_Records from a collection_
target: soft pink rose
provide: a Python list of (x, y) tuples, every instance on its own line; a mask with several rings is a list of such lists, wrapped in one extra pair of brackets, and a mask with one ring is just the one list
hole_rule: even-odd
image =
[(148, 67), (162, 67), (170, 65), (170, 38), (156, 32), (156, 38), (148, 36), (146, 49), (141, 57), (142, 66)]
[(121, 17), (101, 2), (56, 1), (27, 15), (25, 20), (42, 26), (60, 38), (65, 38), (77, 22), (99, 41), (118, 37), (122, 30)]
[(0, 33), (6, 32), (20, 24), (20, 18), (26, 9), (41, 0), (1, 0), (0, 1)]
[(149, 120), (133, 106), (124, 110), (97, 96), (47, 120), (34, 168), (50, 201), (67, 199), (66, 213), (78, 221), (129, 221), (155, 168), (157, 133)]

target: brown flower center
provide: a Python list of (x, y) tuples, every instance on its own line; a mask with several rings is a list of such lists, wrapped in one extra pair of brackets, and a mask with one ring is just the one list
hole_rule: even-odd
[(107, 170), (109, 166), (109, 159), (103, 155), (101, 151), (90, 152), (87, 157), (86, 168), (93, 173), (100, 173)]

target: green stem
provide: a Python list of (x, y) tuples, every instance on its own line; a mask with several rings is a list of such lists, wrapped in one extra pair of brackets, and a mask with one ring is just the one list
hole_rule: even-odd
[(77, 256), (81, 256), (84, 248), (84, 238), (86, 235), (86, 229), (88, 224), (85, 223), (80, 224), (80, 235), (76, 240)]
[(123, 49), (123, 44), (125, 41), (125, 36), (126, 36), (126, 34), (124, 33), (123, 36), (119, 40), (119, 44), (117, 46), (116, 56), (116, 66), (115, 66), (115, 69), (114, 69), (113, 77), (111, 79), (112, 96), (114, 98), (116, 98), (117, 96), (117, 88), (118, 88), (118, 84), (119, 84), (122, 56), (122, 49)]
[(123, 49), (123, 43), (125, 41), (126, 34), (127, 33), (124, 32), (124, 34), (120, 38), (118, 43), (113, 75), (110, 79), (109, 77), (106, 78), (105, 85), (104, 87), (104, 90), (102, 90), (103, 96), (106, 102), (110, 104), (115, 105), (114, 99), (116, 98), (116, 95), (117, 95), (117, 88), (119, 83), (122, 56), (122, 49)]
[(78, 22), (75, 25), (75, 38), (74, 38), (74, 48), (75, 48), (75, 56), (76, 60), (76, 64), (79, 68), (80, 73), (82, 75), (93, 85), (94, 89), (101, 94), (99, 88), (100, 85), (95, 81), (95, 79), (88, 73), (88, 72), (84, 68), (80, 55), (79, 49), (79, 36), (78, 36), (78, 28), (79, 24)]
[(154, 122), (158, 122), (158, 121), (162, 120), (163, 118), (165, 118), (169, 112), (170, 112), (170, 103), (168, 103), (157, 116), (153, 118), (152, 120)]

_Written problem_
Print the material once more, exactly.

_Solution to the problem_
target: soft pink rose
provide: a Python list of (x, y) tuples, every instance on its own line; a mask with several rings is a list of such lists, wrapped in one extra pair of brackets, and a mask with one ring is just the one list
hole_rule: even-odd
image =
[(148, 67), (162, 67), (170, 65), (170, 38), (156, 32), (156, 38), (148, 36), (146, 49), (141, 57), (142, 66)]
[(121, 17), (101, 2), (56, 1), (27, 15), (25, 20), (42, 26), (60, 38), (65, 38), (77, 22), (99, 41), (118, 37), (122, 30)]
[(0, 33), (6, 32), (20, 24), (20, 18), (26, 9), (41, 0), (1, 0), (0, 1)]
[(149, 120), (133, 106), (124, 110), (97, 96), (47, 120), (34, 168), (50, 201), (67, 199), (66, 213), (78, 221), (129, 221), (155, 168), (157, 133)]

target: brown flower center
provide: a Python list of (x, y) tuples, every instance on its own line; a mask with several rings is a list of such lists, wrapped in one extra pair of brackets, and a mask with one ring is just the one list
hole_rule: even-odd
[(107, 170), (109, 166), (109, 159), (103, 155), (101, 151), (90, 152), (87, 157), (86, 168), (93, 173), (100, 173)]

target: green stem
provide: a Python list of (x, y) tuples, every instance on its own line; a mask with several rings is a list of such lists, wrapped in one extra pair of brackets, and a mask with one ring is just the one list
hole_rule: even-odd
[(77, 256), (81, 256), (84, 248), (84, 238), (86, 235), (86, 229), (88, 224), (85, 223), (80, 224), (80, 235), (76, 240)]
[(123, 49), (123, 44), (125, 41), (125, 36), (126, 36), (126, 34), (124, 33), (123, 36), (119, 40), (119, 44), (117, 46), (116, 56), (116, 66), (115, 66), (115, 69), (114, 69), (113, 77), (111, 79), (112, 96), (114, 98), (116, 98), (117, 96), (117, 88), (118, 88), (118, 84), (119, 84), (122, 56), (122, 49)]
[(123, 49), (123, 43), (125, 41), (126, 34), (127, 33), (124, 32), (124, 34), (120, 38), (118, 43), (113, 75), (110, 79), (109, 77), (106, 78), (105, 85), (104, 87), (104, 90), (102, 90), (103, 96), (106, 102), (110, 104), (115, 105), (114, 99), (116, 98), (116, 95), (117, 95), (117, 88), (119, 83), (122, 56), (122, 49)]
[(78, 22), (75, 25), (75, 38), (74, 38), (74, 48), (75, 48), (75, 56), (76, 60), (76, 64), (79, 68), (80, 73), (82, 75), (93, 85), (94, 89), (101, 94), (99, 88), (100, 85), (95, 81), (95, 79), (88, 73), (88, 72), (84, 68), (80, 55), (79, 49), (79, 36), (78, 36), (78, 28), (79, 24)]
[(154, 122), (158, 122), (158, 121), (162, 120), (163, 118), (165, 118), (169, 112), (170, 112), (170, 103), (168, 103), (157, 116), (153, 118), (152, 120)]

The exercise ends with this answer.